● **Exercise prompt**: Can you echo, word for word, everything from the line containing "Every instance of the rear side" down to the very end of the records below?
::::::::
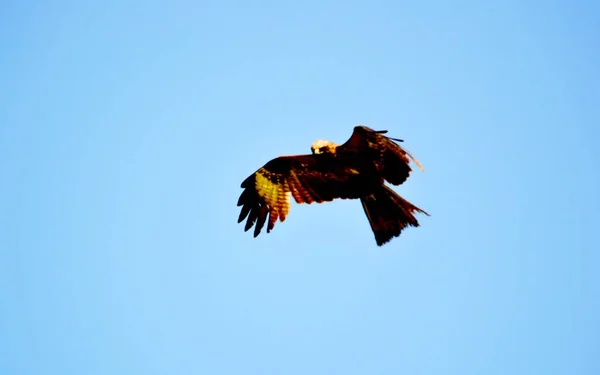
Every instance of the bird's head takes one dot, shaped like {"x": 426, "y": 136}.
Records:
{"x": 323, "y": 147}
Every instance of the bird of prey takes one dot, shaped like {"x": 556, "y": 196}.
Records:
{"x": 356, "y": 169}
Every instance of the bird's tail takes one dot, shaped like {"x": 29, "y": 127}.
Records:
{"x": 389, "y": 214}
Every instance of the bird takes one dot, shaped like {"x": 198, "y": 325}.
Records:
{"x": 356, "y": 169}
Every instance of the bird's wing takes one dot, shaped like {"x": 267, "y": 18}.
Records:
{"x": 307, "y": 178}
{"x": 390, "y": 159}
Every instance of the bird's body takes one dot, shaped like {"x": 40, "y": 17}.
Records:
{"x": 356, "y": 169}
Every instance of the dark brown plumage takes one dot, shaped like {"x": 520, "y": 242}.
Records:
{"x": 356, "y": 169}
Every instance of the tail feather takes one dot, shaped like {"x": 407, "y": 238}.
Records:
{"x": 389, "y": 214}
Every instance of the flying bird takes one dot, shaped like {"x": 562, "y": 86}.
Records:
{"x": 356, "y": 169}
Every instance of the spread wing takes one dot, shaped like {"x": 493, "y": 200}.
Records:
{"x": 307, "y": 178}
{"x": 391, "y": 160}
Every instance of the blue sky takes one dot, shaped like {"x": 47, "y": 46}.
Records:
{"x": 127, "y": 127}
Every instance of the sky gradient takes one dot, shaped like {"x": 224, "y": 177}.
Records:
{"x": 127, "y": 127}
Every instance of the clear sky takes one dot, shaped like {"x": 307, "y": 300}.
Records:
{"x": 126, "y": 128}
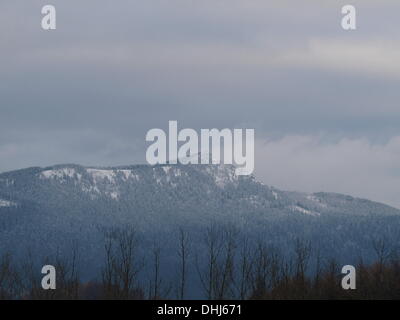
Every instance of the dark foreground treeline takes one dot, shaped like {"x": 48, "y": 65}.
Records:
{"x": 228, "y": 266}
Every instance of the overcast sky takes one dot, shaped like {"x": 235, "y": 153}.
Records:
{"x": 324, "y": 101}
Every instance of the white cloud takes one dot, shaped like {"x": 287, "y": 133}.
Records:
{"x": 351, "y": 166}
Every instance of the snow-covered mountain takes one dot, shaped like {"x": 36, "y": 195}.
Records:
{"x": 49, "y": 209}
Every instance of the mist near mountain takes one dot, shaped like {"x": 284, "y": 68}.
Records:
{"x": 48, "y": 211}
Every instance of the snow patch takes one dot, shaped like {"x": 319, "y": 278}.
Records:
{"x": 304, "y": 211}
{"x": 60, "y": 174}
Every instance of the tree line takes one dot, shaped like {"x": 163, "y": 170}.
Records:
{"x": 229, "y": 265}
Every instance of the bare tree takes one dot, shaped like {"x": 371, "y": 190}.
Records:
{"x": 213, "y": 245}
{"x": 122, "y": 265}
{"x": 183, "y": 253}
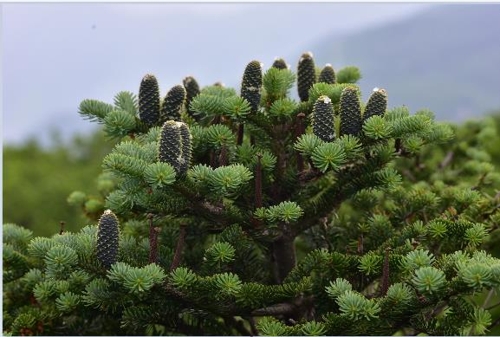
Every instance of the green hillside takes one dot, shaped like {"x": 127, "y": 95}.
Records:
{"x": 446, "y": 58}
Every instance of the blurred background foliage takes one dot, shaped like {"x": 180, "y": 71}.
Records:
{"x": 37, "y": 181}
{"x": 40, "y": 179}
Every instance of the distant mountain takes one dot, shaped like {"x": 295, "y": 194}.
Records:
{"x": 446, "y": 58}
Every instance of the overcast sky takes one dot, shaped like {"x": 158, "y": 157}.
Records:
{"x": 55, "y": 55}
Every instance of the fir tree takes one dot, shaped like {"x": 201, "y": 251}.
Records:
{"x": 319, "y": 217}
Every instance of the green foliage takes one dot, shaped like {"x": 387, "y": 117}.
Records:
{"x": 40, "y": 179}
{"x": 251, "y": 213}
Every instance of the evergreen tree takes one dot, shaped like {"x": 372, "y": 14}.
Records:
{"x": 255, "y": 214}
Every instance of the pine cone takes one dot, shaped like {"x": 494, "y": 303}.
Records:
{"x": 327, "y": 74}
{"x": 186, "y": 148}
{"x": 172, "y": 104}
{"x": 192, "y": 90}
{"x": 350, "y": 112}
{"x": 107, "y": 239}
{"x": 377, "y": 104}
{"x": 149, "y": 100}
{"x": 279, "y": 63}
{"x": 175, "y": 146}
{"x": 251, "y": 84}
{"x": 306, "y": 75}
{"x": 323, "y": 125}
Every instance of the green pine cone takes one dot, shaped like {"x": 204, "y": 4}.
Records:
{"x": 172, "y": 104}
{"x": 279, "y": 63}
{"x": 192, "y": 90}
{"x": 107, "y": 239}
{"x": 323, "y": 125}
{"x": 251, "y": 85}
{"x": 327, "y": 74}
{"x": 377, "y": 104}
{"x": 186, "y": 147}
{"x": 174, "y": 146}
{"x": 306, "y": 75}
{"x": 149, "y": 100}
{"x": 350, "y": 112}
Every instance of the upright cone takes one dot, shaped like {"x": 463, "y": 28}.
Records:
{"x": 327, "y": 74}
{"x": 306, "y": 75}
{"x": 174, "y": 146}
{"x": 251, "y": 85}
{"x": 107, "y": 239}
{"x": 323, "y": 125}
{"x": 280, "y": 63}
{"x": 350, "y": 112}
{"x": 149, "y": 100}
{"x": 192, "y": 90}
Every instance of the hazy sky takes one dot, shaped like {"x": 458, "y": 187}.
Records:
{"x": 55, "y": 55}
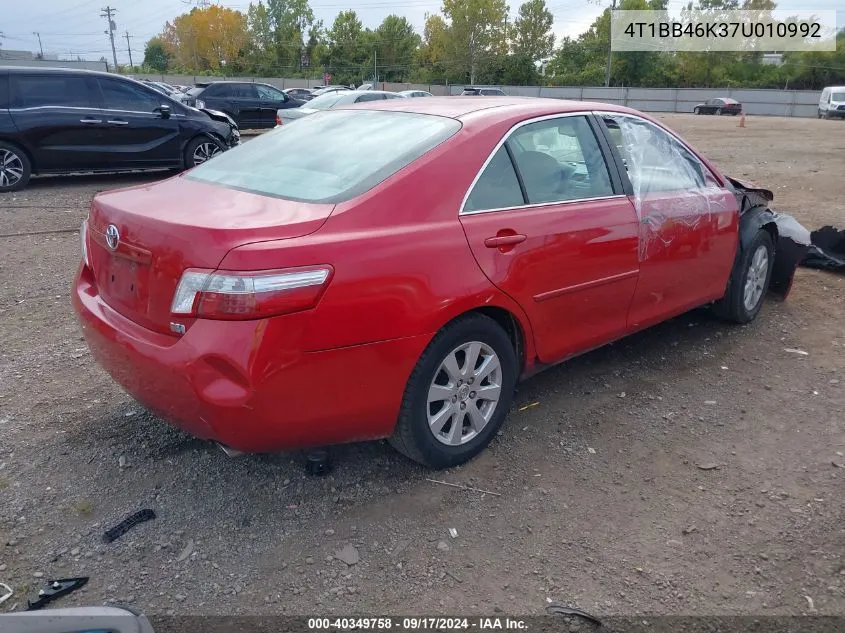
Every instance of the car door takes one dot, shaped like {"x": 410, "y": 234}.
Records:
{"x": 58, "y": 118}
{"x": 549, "y": 224}
{"x": 273, "y": 100}
{"x": 135, "y": 133}
{"x": 688, "y": 221}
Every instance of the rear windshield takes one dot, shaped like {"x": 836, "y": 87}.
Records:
{"x": 349, "y": 152}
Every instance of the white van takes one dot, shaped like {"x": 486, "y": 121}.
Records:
{"x": 832, "y": 102}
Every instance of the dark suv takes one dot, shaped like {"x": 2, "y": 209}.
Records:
{"x": 252, "y": 105}
{"x": 55, "y": 120}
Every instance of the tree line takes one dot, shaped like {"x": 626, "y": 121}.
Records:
{"x": 467, "y": 41}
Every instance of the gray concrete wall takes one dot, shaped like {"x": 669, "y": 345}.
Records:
{"x": 755, "y": 102}
{"x": 801, "y": 103}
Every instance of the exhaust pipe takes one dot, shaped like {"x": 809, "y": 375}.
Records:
{"x": 230, "y": 452}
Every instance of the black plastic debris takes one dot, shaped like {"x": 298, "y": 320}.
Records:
{"x": 55, "y": 589}
{"x": 827, "y": 249}
{"x": 556, "y": 609}
{"x": 318, "y": 463}
{"x": 127, "y": 524}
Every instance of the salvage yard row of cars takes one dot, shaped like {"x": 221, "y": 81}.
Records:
{"x": 270, "y": 299}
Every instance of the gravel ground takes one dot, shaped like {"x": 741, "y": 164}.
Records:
{"x": 695, "y": 468}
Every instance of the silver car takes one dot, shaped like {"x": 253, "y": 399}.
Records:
{"x": 332, "y": 100}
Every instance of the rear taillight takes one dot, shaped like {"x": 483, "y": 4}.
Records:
{"x": 83, "y": 236}
{"x": 234, "y": 295}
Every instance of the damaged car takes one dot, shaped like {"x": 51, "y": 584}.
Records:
{"x": 59, "y": 120}
{"x": 398, "y": 279}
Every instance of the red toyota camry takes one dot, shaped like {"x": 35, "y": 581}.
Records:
{"x": 398, "y": 278}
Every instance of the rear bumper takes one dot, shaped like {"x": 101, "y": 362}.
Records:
{"x": 244, "y": 383}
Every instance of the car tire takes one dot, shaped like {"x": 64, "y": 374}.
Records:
{"x": 15, "y": 168}
{"x": 427, "y": 429}
{"x": 749, "y": 281}
{"x": 200, "y": 150}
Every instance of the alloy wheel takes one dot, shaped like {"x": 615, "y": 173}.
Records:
{"x": 755, "y": 280}
{"x": 204, "y": 151}
{"x": 464, "y": 393}
{"x": 11, "y": 168}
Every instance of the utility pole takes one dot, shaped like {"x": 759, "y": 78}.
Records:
{"x": 106, "y": 13}
{"x": 129, "y": 48}
{"x": 609, "y": 47}
{"x": 36, "y": 33}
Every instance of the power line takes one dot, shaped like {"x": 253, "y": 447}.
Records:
{"x": 106, "y": 13}
{"x": 129, "y": 48}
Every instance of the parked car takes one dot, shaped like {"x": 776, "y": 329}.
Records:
{"x": 333, "y": 99}
{"x": 318, "y": 92}
{"x": 251, "y": 105}
{"x": 55, "y": 120}
{"x": 303, "y": 94}
{"x": 283, "y": 299}
{"x": 720, "y": 105}
{"x": 166, "y": 89}
{"x": 832, "y": 102}
{"x": 482, "y": 92}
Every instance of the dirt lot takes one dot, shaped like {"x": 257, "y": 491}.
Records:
{"x": 603, "y": 502}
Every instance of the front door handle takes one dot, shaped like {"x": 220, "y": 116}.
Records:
{"x": 504, "y": 240}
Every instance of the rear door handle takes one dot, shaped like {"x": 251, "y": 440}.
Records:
{"x": 504, "y": 240}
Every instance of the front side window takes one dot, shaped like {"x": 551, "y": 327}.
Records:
{"x": 122, "y": 95}
{"x": 655, "y": 160}
{"x": 350, "y": 151}
{"x": 266, "y": 92}
{"x": 560, "y": 160}
{"x": 497, "y": 187}
{"x": 34, "y": 91}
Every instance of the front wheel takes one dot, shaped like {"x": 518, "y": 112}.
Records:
{"x": 200, "y": 150}
{"x": 749, "y": 281}
{"x": 15, "y": 168}
{"x": 458, "y": 394}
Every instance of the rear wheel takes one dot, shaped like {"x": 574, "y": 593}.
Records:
{"x": 15, "y": 168}
{"x": 200, "y": 150}
{"x": 749, "y": 281}
{"x": 458, "y": 394}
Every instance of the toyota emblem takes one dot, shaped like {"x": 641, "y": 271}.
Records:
{"x": 112, "y": 237}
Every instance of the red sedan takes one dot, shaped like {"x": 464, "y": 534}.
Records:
{"x": 398, "y": 278}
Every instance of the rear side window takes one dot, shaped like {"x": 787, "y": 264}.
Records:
{"x": 349, "y": 152}
{"x": 45, "y": 90}
{"x": 497, "y": 187}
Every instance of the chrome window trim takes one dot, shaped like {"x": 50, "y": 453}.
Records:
{"x": 546, "y": 117}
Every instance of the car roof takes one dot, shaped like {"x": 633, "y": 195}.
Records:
{"x": 492, "y": 107}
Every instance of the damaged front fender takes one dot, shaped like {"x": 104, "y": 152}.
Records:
{"x": 790, "y": 238}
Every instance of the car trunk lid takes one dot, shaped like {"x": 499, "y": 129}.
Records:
{"x": 141, "y": 239}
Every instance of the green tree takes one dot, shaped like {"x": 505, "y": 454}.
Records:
{"x": 532, "y": 31}
{"x": 155, "y": 55}
{"x": 395, "y": 42}
{"x": 476, "y": 34}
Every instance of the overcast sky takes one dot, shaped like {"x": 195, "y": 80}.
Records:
{"x": 75, "y": 26}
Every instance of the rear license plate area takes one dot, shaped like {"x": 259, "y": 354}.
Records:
{"x": 126, "y": 283}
::::::::
● **Answer in full**:
Every instance of the rear side window takes one dot, shaped like {"x": 787, "y": 264}.
Records:
{"x": 349, "y": 152}
{"x": 45, "y": 90}
{"x": 497, "y": 187}
Every instance of the chrome window trim takes one dot, shaped like {"x": 50, "y": 453}.
Records:
{"x": 546, "y": 117}
Every instance of the car roof takes one dot, shaped like {"x": 633, "y": 195}.
Records:
{"x": 492, "y": 107}
Every instance of the damaged front fender takes one dot, shaped like {"x": 104, "y": 152}.
Records:
{"x": 790, "y": 238}
Every instance of the car trunk lid takes one dot, shaped like {"x": 499, "y": 129}.
Records:
{"x": 141, "y": 239}
Every instance of the green tree takes one dot, shaped like {"x": 505, "y": 454}.
Records:
{"x": 532, "y": 31}
{"x": 155, "y": 55}
{"x": 395, "y": 42}
{"x": 476, "y": 34}
Every instance of the overcast sky takes one dot, shaped like {"x": 195, "y": 80}.
Records:
{"x": 75, "y": 26}
Every instance of the rear license plate area takes one dot, shaped like {"x": 259, "y": 354}.
Records:
{"x": 126, "y": 283}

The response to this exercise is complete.